:: EXERCISE REQUIREMENTS ::
Please could you give again the lines from the one holding "Report one dot per instance of the suv" through the final line of the data below, exactly, with no other lines?

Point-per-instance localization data
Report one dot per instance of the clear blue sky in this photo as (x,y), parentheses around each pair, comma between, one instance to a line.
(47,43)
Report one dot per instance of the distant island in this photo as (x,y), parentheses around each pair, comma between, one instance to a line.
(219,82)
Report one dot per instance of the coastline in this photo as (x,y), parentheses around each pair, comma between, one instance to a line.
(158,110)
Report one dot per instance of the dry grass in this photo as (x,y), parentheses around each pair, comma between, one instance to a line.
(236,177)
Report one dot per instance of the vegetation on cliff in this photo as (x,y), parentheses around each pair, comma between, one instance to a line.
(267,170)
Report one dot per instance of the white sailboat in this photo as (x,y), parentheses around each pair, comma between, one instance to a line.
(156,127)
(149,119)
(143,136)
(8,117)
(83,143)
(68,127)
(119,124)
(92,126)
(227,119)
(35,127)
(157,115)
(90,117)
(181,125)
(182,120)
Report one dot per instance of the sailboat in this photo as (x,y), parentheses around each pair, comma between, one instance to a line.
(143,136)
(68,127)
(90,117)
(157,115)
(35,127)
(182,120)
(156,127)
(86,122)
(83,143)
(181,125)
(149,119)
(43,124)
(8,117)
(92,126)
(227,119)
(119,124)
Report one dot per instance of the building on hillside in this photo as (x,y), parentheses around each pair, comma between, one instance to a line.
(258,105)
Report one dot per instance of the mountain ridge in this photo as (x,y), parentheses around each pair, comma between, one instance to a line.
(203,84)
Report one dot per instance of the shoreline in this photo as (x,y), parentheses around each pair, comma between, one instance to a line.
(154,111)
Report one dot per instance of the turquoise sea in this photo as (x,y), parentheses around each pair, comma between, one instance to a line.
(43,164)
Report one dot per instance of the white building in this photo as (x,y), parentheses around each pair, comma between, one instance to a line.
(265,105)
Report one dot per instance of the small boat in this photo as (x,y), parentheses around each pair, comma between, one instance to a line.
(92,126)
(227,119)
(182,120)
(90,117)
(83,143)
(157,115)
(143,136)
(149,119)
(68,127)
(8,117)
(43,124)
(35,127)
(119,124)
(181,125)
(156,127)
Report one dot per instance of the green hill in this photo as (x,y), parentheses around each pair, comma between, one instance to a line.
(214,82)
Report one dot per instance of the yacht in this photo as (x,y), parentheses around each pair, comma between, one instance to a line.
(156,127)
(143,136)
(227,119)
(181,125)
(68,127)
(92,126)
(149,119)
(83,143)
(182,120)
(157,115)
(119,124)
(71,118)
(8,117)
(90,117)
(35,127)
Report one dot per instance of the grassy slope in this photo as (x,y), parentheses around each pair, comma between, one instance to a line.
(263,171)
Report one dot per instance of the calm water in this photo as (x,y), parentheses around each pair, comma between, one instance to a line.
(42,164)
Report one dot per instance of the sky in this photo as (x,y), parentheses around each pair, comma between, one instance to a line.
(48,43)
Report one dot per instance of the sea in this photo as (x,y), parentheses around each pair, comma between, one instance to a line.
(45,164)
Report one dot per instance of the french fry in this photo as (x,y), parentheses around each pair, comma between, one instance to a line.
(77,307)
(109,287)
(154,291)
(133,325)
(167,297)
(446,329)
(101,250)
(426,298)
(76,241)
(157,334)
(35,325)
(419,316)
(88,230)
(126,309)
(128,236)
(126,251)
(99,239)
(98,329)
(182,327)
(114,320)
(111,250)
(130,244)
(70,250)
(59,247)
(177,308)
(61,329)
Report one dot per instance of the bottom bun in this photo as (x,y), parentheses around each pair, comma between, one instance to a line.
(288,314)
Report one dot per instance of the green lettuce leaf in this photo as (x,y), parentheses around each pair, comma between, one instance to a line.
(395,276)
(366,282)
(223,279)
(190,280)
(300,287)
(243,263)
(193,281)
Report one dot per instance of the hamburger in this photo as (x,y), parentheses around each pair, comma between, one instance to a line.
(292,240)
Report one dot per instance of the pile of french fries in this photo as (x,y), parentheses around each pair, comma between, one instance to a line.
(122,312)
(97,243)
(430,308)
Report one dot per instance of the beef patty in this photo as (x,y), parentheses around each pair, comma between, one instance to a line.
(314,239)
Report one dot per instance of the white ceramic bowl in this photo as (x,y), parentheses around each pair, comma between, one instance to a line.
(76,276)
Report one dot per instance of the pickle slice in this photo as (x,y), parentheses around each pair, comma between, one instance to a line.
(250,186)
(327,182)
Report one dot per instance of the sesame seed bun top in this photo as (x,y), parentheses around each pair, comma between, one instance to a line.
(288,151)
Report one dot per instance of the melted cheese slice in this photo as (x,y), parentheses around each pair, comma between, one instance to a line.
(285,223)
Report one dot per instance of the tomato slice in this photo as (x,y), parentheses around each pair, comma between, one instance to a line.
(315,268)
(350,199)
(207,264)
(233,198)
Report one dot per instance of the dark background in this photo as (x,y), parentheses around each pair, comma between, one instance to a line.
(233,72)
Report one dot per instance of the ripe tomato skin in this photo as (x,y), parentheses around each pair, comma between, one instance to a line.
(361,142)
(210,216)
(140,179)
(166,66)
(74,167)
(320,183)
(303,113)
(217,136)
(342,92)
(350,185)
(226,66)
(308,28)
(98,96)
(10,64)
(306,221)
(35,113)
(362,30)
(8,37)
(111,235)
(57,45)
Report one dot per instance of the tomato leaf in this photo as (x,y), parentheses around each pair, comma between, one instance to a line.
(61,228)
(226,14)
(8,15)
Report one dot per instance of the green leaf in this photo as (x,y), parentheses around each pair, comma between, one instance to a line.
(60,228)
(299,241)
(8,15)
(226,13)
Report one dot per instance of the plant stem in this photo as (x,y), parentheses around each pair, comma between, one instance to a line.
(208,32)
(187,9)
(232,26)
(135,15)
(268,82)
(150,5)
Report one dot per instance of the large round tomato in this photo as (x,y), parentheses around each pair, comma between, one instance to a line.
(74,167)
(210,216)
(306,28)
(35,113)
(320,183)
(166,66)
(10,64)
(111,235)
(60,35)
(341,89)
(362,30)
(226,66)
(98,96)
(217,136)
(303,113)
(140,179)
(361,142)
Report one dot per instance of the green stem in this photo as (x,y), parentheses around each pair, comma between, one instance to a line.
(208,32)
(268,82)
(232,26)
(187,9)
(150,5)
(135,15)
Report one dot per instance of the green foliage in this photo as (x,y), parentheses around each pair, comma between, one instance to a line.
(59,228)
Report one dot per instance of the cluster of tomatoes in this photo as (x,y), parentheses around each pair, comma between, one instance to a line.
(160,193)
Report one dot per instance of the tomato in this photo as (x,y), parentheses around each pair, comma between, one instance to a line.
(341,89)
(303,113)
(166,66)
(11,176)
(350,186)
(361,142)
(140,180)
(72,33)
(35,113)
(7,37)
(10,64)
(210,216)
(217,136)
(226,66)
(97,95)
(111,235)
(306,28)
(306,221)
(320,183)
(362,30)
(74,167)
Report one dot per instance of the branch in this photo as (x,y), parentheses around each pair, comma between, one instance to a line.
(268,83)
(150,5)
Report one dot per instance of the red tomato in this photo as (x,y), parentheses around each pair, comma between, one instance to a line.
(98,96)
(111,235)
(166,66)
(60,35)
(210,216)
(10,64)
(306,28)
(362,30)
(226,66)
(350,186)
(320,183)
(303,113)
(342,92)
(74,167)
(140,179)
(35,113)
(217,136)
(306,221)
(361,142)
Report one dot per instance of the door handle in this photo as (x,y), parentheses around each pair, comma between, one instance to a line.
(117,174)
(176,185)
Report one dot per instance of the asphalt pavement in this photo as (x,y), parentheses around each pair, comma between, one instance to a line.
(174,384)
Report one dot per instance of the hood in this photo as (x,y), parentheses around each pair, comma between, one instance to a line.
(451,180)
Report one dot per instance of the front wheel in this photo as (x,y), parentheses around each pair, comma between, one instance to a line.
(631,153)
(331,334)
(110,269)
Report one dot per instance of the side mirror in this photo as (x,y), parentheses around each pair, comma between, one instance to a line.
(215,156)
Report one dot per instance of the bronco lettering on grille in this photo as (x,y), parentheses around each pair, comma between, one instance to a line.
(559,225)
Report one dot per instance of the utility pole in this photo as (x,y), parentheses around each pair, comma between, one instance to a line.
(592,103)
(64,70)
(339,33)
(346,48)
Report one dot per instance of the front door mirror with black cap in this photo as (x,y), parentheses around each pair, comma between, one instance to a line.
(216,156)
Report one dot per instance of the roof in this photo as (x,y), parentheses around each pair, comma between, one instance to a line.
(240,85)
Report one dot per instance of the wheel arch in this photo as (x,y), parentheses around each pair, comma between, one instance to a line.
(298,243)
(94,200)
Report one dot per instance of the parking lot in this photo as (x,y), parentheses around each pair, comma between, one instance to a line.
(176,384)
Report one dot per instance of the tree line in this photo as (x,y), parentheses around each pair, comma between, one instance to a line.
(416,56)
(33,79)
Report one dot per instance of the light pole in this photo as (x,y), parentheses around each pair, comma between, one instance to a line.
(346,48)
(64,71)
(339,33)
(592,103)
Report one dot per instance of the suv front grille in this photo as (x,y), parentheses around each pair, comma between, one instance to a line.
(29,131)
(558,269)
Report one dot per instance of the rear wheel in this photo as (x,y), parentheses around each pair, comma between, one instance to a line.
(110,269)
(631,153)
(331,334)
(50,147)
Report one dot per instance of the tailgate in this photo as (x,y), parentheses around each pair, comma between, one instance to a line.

:: EXERCISE ANSWER ::
Report one dot per instance of the suv front grille in this photo as (x,y), parentheses around each pair, comma between, one instance to a line.
(29,131)
(558,269)
Report one dot per instance of the rear wheel in this photo as (x,y), parentheses around each pair, comma between, one instance to a line.
(110,269)
(631,153)
(331,334)
(50,147)
Report one dot per instance of the tailgate in this photo as (x,y), parentheses around each pair, comma between, one instance to a line.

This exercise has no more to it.